▶ Exercise description
Retype the full listing without altering anything.

[Working data]

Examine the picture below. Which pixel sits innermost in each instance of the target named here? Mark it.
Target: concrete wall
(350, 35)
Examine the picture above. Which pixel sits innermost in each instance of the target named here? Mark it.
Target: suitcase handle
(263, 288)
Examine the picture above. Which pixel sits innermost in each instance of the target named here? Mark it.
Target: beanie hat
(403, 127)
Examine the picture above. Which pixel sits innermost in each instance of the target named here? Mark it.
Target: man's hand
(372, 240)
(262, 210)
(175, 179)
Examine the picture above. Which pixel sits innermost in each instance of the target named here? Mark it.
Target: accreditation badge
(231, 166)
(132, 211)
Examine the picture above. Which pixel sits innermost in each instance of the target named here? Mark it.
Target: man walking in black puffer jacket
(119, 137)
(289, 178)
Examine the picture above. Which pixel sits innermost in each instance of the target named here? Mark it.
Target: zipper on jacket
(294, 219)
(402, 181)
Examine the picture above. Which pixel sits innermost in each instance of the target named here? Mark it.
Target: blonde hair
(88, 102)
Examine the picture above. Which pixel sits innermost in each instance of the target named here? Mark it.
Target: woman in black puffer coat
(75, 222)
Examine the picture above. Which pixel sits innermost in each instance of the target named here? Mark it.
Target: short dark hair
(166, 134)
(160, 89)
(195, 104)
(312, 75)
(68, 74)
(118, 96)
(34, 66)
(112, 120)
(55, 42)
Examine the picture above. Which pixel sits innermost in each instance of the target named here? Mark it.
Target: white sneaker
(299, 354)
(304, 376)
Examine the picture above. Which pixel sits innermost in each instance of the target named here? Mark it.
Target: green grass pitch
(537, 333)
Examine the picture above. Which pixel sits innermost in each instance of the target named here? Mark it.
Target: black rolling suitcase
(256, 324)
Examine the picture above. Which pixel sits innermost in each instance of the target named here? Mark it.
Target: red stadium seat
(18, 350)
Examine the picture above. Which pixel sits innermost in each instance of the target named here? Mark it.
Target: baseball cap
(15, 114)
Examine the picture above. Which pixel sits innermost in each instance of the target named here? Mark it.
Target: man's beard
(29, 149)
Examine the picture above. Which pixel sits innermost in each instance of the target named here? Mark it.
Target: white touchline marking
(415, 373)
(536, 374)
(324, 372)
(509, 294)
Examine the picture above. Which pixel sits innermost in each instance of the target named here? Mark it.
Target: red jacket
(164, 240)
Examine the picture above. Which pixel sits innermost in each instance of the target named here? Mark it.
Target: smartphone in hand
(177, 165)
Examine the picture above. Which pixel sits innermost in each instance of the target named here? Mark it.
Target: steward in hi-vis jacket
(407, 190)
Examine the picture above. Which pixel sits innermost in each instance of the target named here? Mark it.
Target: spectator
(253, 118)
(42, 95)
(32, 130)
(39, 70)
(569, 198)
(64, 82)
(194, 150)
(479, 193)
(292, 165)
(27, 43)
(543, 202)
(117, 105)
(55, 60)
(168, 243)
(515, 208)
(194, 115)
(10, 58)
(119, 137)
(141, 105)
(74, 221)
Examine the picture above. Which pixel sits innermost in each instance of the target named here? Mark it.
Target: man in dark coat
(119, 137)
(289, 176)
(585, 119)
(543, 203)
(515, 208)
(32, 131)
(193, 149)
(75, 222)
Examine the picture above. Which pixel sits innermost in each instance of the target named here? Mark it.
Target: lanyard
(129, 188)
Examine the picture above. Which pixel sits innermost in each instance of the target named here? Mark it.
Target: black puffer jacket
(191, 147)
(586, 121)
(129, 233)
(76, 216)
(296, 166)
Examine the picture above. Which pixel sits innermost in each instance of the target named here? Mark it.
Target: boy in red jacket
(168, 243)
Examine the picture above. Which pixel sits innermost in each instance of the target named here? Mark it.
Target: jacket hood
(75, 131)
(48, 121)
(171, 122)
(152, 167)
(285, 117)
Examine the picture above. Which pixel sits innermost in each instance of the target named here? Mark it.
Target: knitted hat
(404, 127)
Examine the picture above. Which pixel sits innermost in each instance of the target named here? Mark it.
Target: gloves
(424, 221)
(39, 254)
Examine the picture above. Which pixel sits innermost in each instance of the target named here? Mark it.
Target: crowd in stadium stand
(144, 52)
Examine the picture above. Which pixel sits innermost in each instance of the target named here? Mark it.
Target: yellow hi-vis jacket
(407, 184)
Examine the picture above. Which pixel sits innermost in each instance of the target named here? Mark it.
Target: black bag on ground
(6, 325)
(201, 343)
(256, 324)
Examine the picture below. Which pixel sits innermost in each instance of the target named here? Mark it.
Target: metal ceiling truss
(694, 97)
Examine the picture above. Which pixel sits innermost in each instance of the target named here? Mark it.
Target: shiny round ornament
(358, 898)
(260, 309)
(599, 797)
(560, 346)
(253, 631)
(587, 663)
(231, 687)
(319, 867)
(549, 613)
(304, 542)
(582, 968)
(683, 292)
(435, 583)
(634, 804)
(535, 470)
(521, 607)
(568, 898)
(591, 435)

[/Working data]

▶ Task response
Examine the picture below. Which pixel sits innermost in each instance of the target named here? Mark it.
Target: concrete wall
(350, 35)
Examine the picture above. Which pixel sits innermost in each instance of the target named here? Mark it.
Target: suitcase handle
(263, 288)
Examine the picture above. Which pixel sits innermost in each instance of the target named here? Mark it.
Target: beanie hat
(403, 127)
Examine the picture above. Which pixel sits innermost in each instance of the target named here? Mark it.
Target: man's hand
(372, 240)
(262, 210)
(175, 179)
Examine the picture above. Which pixel sits innermost in each instance of the target named here? Mark it.
Target: accreditation badge
(231, 166)
(132, 211)
Examine the picture above. Which pixel sits innermost in each instance of the target named here? Mark it.
Target: man walking in black puffer jacket
(119, 137)
(289, 178)
Examine the picture above. Which pixel sits innermost in each instance of the target named here? Mark it.
Target: zipper on jacket
(294, 219)
(402, 181)
Examine the picture above. Which pixel sits innermost in each instance of the target named here? Mark it.
Target: blonde hair
(88, 102)
Examine the picture above. Which pixel sits innermost in each instance of the target named here? Mark it.
Target: woman in black puffer coat
(75, 222)
Examine the picture above. Which pixel sits innermost in each instance of the target named here? Mark it.
Target: short dark hair
(166, 134)
(160, 89)
(195, 104)
(312, 75)
(68, 74)
(118, 96)
(34, 66)
(112, 120)
(55, 42)
Examine the picture above. Which pixel sits innermost in each instance of the target named here? Mark it.
Target: white sneaker
(299, 354)
(304, 376)
Examine the picture above. Which pixel sits innermost in each instance of the target named here? Mark it.
Target: green grass pitch
(537, 333)
Examine the picture above. Which pixel sits innermost in each instance of the target named here? Mark it.
Target: black rolling suitcase
(256, 324)
Examine the picture above. Which pixel sits innermost in each instance of the target named here? Mark it.
Target: red stadium seat
(18, 350)
Examine the picture above. Which pixel sits innermost in each instance of the target named here? Mark it.
Target: baseball cap
(15, 114)
Examine the picture above. Which pixel sits innermost in each instance of the target named here? Mark it.
Target: man's beard
(29, 149)
Examine the picture above. Which pixel sits innermost in each instance of the target named here? Mark it.
Target: white touchline marking
(415, 373)
(536, 374)
(324, 372)
(509, 294)
Examine the picture above. Which pixel sits innermost in each instance of the target named here? Mark it.
Target: red jacket
(164, 240)
Examine the picture above. Which pixel sits innermost in each instance of the target named here? Mark it.
Target: smartphone in hand
(177, 165)
Examine the picture above. Which pixel sits innermost in each instance of the target named here? Mark it.
Target: steward in hi-vis jacket
(407, 190)
Examine the picture above. Which pixel sits innermost in each instance of the target named here? Mark it.
Target: spectator
(253, 118)
(42, 95)
(32, 130)
(39, 70)
(569, 198)
(64, 82)
(194, 150)
(479, 193)
(292, 165)
(27, 43)
(543, 202)
(117, 105)
(55, 60)
(168, 243)
(515, 208)
(194, 115)
(10, 58)
(119, 137)
(141, 105)
(74, 221)
Examine the picture above. Which pixel sits innermost in each instance of the target named here? Mark it.
Target: man in dark coat
(119, 137)
(289, 176)
(585, 119)
(543, 203)
(515, 208)
(32, 131)
(193, 149)
(75, 222)
Examine the picture above. Which pixel sits innermost in each instance of the target named here? Mark it.
Target: lanyard
(129, 188)
Examine the picture above. Which pixel sits innermost in each instance of the target named here? Mark it.
Target: black puffer jacket
(191, 147)
(586, 121)
(129, 233)
(76, 216)
(296, 166)
Examine the picture above. Which pixel sits innermost in each instance of the target named here? Mark it.
Target: boy in red jacket
(168, 243)
Examine the picture above. Which pixel sits innermost in each instance of the target named here? Mark it.
Target: jacket hood
(75, 131)
(48, 121)
(171, 122)
(152, 167)
(285, 117)
Examine the picture above. Which pixel sits innermost in each instance of the target named here? Mark it.
Target: knitted hat
(404, 127)
Examine the picture above. Which pixel sits innermost in each instance of the target named here? Mark it.
Target: gloves
(424, 221)
(39, 254)
Examine the picture above. Which pixel sits innermost in each instance of the target named here? Mark it.
Target: crowd in stadium stand
(144, 52)
Examine the picture above. Which pixel sits innermost in each instance of the target named here? Mark it.
Target: yellow hi-vis jacket
(407, 184)
Examine the picture above. Which pixel sits innermost in each instance of the target named here? Mark it.
Target: black bag on ground
(6, 325)
(201, 343)
(256, 324)
Examine the picture below. Which pixel sits innermost in each instance of the target named here? Mark it.
Target: metal ceiling truss
(694, 97)
Examine the picture above. Which pixel sits innermost in each instance of the target named here? Mark it.
Target: shiny round ornament
(358, 898)
(260, 309)
(599, 797)
(560, 346)
(253, 631)
(587, 663)
(231, 687)
(319, 867)
(549, 613)
(304, 542)
(582, 968)
(683, 292)
(435, 583)
(634, 804)
(535, 470)
(521, 607)
(568, 898)
(591, 435)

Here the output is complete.